WORK TASK - The records are to be repeated exactly, and any images in them are to be dropped.

PROVIDED ENTRIES -
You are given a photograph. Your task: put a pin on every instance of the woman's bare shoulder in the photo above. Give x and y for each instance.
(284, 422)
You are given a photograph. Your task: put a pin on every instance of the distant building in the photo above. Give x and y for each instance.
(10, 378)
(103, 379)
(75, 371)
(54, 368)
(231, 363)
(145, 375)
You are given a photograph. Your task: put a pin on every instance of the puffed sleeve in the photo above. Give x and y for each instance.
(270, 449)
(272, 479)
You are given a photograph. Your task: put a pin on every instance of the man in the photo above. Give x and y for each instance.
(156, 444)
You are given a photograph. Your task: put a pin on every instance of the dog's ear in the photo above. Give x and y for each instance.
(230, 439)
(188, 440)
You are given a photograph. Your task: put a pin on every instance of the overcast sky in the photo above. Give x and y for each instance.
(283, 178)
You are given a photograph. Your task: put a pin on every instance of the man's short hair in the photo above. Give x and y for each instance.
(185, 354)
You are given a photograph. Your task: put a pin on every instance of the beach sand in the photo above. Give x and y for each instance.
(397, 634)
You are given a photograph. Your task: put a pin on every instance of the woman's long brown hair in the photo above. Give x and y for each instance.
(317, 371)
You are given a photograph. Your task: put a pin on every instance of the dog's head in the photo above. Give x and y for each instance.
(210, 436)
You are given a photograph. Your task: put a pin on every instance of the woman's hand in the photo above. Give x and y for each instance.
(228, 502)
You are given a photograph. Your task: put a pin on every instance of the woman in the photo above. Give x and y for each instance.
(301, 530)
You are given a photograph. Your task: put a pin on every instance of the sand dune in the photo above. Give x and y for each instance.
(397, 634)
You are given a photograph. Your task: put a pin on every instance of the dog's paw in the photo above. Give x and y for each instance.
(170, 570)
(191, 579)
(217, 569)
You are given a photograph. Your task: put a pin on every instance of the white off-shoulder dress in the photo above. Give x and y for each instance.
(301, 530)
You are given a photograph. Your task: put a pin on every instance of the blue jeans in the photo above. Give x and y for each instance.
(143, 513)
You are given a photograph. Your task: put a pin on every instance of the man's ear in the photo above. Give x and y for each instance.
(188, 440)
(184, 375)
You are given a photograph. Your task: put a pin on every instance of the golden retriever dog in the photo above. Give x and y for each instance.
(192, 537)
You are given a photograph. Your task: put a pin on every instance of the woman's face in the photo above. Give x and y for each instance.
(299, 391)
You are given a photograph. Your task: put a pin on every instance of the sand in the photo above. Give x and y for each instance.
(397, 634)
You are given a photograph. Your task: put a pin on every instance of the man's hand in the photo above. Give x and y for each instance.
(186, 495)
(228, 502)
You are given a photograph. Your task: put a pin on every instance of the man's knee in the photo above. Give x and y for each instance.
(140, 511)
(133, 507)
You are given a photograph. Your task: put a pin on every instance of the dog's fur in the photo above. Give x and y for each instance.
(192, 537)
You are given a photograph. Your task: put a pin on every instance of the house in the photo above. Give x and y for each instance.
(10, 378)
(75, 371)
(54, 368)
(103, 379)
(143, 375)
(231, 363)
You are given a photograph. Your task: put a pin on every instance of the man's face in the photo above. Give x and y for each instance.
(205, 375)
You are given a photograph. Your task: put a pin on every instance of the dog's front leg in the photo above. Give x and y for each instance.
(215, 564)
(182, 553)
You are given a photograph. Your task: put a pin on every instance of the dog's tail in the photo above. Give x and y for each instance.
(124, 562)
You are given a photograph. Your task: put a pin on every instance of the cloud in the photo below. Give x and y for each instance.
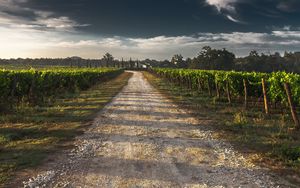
(233, 19)
(288, 5)
(25, 42)
(225, 7)
(15, 14)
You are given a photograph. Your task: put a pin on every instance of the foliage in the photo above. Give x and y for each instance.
(208, 78)
(33, 84)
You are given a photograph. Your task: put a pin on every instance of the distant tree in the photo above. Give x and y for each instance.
(108, 59)
(209, 58)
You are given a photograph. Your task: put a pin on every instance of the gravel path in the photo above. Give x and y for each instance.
(142, 139)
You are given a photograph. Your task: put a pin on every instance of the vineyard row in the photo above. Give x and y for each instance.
(33, 85)
(277, 87)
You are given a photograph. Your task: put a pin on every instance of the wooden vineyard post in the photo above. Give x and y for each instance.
(217, 90)
(292, 105)
(265, 96)
(245, 94)
(228, 92)
(208, 87)
(199, 84)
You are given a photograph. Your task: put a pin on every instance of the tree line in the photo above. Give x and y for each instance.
(207, 59)
(221, 59)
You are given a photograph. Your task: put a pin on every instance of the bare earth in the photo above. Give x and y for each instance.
(142, 139)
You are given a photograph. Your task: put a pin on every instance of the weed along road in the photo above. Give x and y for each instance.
(142, 139)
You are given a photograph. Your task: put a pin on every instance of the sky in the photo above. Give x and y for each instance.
(140, 29)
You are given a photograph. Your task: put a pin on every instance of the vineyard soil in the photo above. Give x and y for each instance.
(142, 139)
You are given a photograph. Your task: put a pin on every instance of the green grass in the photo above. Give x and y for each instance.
(268, 140)
(28, 134)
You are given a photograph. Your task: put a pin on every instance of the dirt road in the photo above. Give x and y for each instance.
(142, 139)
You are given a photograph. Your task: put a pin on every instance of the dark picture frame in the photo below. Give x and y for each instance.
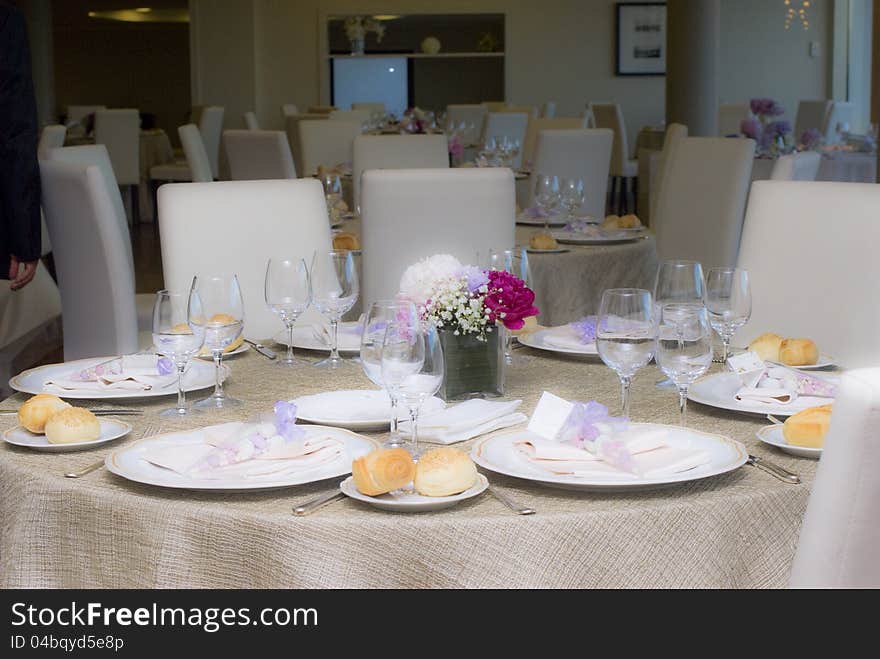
(640, 43)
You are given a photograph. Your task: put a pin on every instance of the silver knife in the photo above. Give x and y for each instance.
(263, 350)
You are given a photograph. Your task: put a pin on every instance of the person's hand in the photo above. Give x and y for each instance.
(21, 272)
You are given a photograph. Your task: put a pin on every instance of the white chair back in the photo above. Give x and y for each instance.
(326, 143)
(576, 153)
(91, 247)
(396, 152)
(411, 214)
(700, 206)
(839, 537)
(196, 156)
(120, 132)
(810, 249)
(258, 155)
(291, 222)
(803, 166)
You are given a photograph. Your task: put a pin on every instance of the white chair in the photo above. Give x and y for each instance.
(396, 152)
(508, 124)
(700, 204)
(326, 143)
(803, 166)
(291, 222)
(120, 132)
(258, 155)
(623, 168)
(250, 121)
(840, 535)
(730, 118)
(810, 249)
(91, 247)
(576, 153)
(411, 214)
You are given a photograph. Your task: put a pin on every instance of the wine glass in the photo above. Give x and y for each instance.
(684, 347)
(334, 292)
(728, 300)
(626, 334)
(376, 322)
(288, 292)
(223, 321)
(177, 336)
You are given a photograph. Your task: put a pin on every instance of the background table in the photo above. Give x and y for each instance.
(735, 530)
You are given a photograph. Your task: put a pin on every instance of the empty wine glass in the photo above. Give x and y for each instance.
(178, 336)
(376, 322)
(288, 293)
(684, 347)
(626, 334)
(728, 300)
(223, 321)
(334, 292)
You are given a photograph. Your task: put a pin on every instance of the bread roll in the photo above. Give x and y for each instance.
(808, 427)
(798, 352)
(767, 346)
(35, 411)
(443, 472)
(383, 470)
(72, 424)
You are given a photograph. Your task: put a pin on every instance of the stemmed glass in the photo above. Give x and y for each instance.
(626, 334)
(334, 292)
(223, 321)
(728, 300)
(178, 336)
(684, 347)
(288, 293)
(376, 322)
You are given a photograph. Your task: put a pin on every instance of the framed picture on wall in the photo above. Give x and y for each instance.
(641, 39)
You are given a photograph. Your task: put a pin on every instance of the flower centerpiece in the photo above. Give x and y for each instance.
(468, 305)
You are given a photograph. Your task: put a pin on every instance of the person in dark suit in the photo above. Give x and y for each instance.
(19, 169)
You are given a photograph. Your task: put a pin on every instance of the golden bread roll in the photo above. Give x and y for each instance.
(767, 346)
(72, 424)
(808, 427)
(798, 352)
(383, 470)
(35, 411)
(443, 472)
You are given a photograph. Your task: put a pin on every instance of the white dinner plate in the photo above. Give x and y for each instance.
(358, 409)
(110, 429)
(413, 502)
(773, 435)
(128, 462)
(538, 340)
(719, 390)
(497, 453)
(199, 375)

ANSWER TO THE EXERCISE -
You are given a photograph. Your task: put a pin on every instance of the woman's bare shoulder in the photo above. Give x and y for each instance.
(284, 422)
You are given a photograph. Your task: put a pin on every instance of the distant building in the photo above. Give x and y for each instance.
(10, 378)
(103, 379)
(75, 371)
(54, 368)
(231, 363)
(145, 375)
You are given a photograph. Your task: put a pin on every instance of the puffed sleeve in the photo above. Give x and y for each instance.
(270, 449)
(272, 479)
You are given a photograph. Your task: put a pin on every instance of the man in the photo above. Give x and y for each instance.
(156, 444)
You are given a photograph. Your task: put a pin on every instance of the dog's ear in the photo above. Give x and y for each instance.
(230, 439)
(188, 440)
You are given a photograph. Your task: put a pin on every instance of the overcast sky in the photo above. Give x and y for each instance.
(283, 178)
You are given a photograph. Your task: put a pin on every instance of the man's short hair in the photo above. Give x and y for each instance.
(185, 354)
You are given a photograph. Your task: put a pin on every instance of the beach sand in the photo above. Give x and y for each instance.
(397, 634)
You are given a photograph. Your task: put a pin on every instance of the woman's long brown hair in the photo above. Give x and y for each instance.
(317, 371)
You are given a photograph. Your task: put a pin on every instance of the dog's head in the photo above. Give x and y for each instance.
(210, 436)
You are given a photograph. Your task: put a pin on every instance of the woman's hand in the photo above. Give x and y for each instance.
(228, 502)
You are given a photograph. Your task: put a pin on every instance of the woman in the photo above. Give x and y for each instance.
(301, 530)
You are given a photograph. Your task: put a pin on every instance of the sand dune in the photo above. Give x and y for each instance.
(397, 634)
You are given a photograph. Your task: put a pin on every instance of the dog's paw in the photo above. Give x and y for each instance.
(170, 570)
(191, 579)
(217, 569)
You are given a photograph. Your task: put a pin on every instance of the white off-shoulder dress in the photo above. Give x and y for each instance.
(301, 530)
You are given a photograph. Your task: put a pin on every instance of the blue jeans in the photo above. Give x and y for each instance.
(143, 513)
You are given a photograph. Your task: put a pin on every instance of the man's ear in the photo above. Give x and y for each instance.
(188, 440)
(184, 375)
You are given a photograph. Your task: put a pin on every instance of the golden retriever dog in the photo above. Give x and y for each instance.
(192, 537)
You are given a photograph. Your task: put a pin on every instance of the woman's face in the photo above. Give x and y for each instance.
(299, 391)
You are given a photograph. Your task: put a pin on every instance of the sand in the photo above. Give x and y for each instance.
(397, 634)
You are given a photograph. Your task: put a pin on every instance of the man's hand in the photo above. Give x and y for each instance.
(186, 495)
(228, 502)
You are given a photograph. Your task: put a pin on every instance of the man's knee in the photo above. Give x and y for each instance.
(140, 511)
(133, 507)
You are given a photograph. Your task: put a pin on every instance of the dog's fur in the photo above. Give x and y for each instance.
(192, 537)
You are given a photograph. Your task: put a pin on every instance of the house in the photo above. Give x and y for each instance.
(10, 378)
(75, 371)
(54, 368)
(103, 379)
(143, 375)
(231, 363)
You are given a photograph. Your task: put a pin on every instance of the man's face in the photo above. Give x and y for each instance.
(205, 375)
You are given a photograph. Your task: put a pin on every instance of the dog's front leg in the photo above. Give x and y for each instance.
(215, 564)
(182, 553)
You are given a photograph. Your task: put a pin on every instance of the dog's tail in the photo above. Give x and y for each instance.
(124, 562)
You are given a photograph. Your task: put a pin on every instance of the cloud in the photo below. Give x and y for each instance.
(233, 19)
(288, 5)
(25, 42)
(225, 7)
(15, 14)
You are given a photograph. Your task: put a pin on every instance of the foliage in the photo above. Give x and y for each instance.
(208, 78)
(33, 84)
You are given a photograph. Your task: put a pin on every instance of the distant tree in the photo above. Give x and y for each instance.
(108, 59)
(209, 58)
You are given a photograph. Your task: put a pin on every instance of the gravel path in the photo above. Give x and y for each instance.
(142, 139)
You are given a photograph. Your task: put a pin on every instance of the vineyard row in the photo above. Give x and y for each instance.
(33, 85)
(277, 87)
You are given a photograph. Your task: put a pin on every instance of the wooden vineyard post in the photo above. Give x and y for each instance.
(217, 90)
(292, 105)
(265, 96)
(245, 94)
(228, 92)
(208, 87)
(199, 84)
You are given a photograph. Your task: put a pin on every instance of the tree line in the photo above. Give x and y for each instance.
(207, 59)
(221, 59)
You are given a photograph. Your task: put a pin on every instance of the bare earth in the photo above. Give x and y for each instance.
(142, 139)
You are given a photograph. Your task: put a pin on every instance of the weed along road in the photo above. Give x and y for each instance.
(142, 139)
You are given a photograph. Your task: put a pin on every instance of the sky in the photo above. Give x and y for each instance.
(140, 29)
You are given a photograph. Your task: put a pin on every instance of the vineyard soil in the photo above. Give x and y for each instance.
(142, 139)
You are given a photograph. Your task: put a pin on every instance of the green grass in the photo above. Give x and y for each instance.
(268, 140)
(28, 134)
You are given a photograph. Your task: put a pin on every instance of the dirt road in the photo above. Give x and y for each instance.
(142, 139)
You are given a photograph. Your task: put a pin on every instance of the dark picture frame in the photo below. Give x and y for each instance.
(640, 43)
You are given a photograph. Your task: put a pin on every instance of the silver knife in the photo above. Give x and y for each instance.
(263, 350)
You are given a photograph. Your task: put a pin on every instance of the person's hand in the photo above. Give x and y for each instance.
(21, 272)
You are given a photograph. Your task: put a pin on every instance of the white chair back in the photo above. Give x and y for each instance.
(326, 143)
(576, 153)
(91, 247)
(396, 152)
(411, 214)
(700, 206)
(839, 537)
(196, 156)
(120, 132)
(810, 249)
(258, 155)
(291, 222)
(803, 166)
You are given a photograph. Your task: put a pin on every instance of the white chair in the photo above. Give x and y for each instance.
(396, 152)
(508, 124)
(700, 204)
(326, 143)
(803, 166)
(291, 222)
(120, 132)
(258, 155)
(623, 168)
(250, 121)
(840, 535)
(730, 118)
(810, 249)
(91, 247)
(576, 153)
(411, 214)
You are given a photograph. Your task: put a pin on every instance of the wine glass in the photo above. Give x and y for each instance.
(684, 347)
(334, 292)
(728, 300)
(626, 334)
(376, 322)
(288, 292)
(223, 321)
(177, 336)
You are given a photograph. Your task: put a pin on every instance of the background table in the photo above. Give x and y for each instance.
(735, 530)
You are given a photograph. Your task: put a pin on every instance of the empty wine glass in the photo above. Give x and y for each instance.
(178, 336)
(376, 322)
(288, 293)
(684, 347)
(626, 334)
(728, 300)
(223, 321)
(334, 292)
You are given a photograph. Your task: put a pin on every instance of the bread roll in the photo above. Give x and y for each instance.
(808, 427)
(798, 352)
(767, 346)
(35, 411)
(443, 472)
(383, 470)
(72, 424)
You are given a photograph. Your task: put a pin on every instance of the stemmed glass in the photo above. Give x and y for each instance.
(626, 334)
(334, 292)
(223, 321)
(728, 300)
(178, 336)
(684, 347)
(288, 293)
(376, 322)
You are given a photograph. Your task: put a pin on every instance of the framed picture on wall in the photo above. Give x and y for each instance.
(641, 39)
You are given a photograph. Your task: put a pin on every instance of the flower centerpiece in the photo above. Give x and y for each instance.
(468, 305)
You are given a photograph. Your task: put a pin on every instance of the person in dark suit in the photo above. Give x and y for each instance.
(19, 169)
You are given a photograph. Your task: put a pin on every instance of the golden bread roll in the photo above. Give x and y for each instance.
(767, 346)
(72, 424)
(808, 427)
(798, 352)
(383, 470)
(35, 411)
(443, 472)
You are given a photograph. Your task: put a pin on every instance of the white dinner plate in the photo above. Give x and y for each instance.
(358, 409)
(110, 429)
(413, 502)
(773, 435)
(128, 462)
(538, 340)
(719, 390)
(497, 453)
(199, 375)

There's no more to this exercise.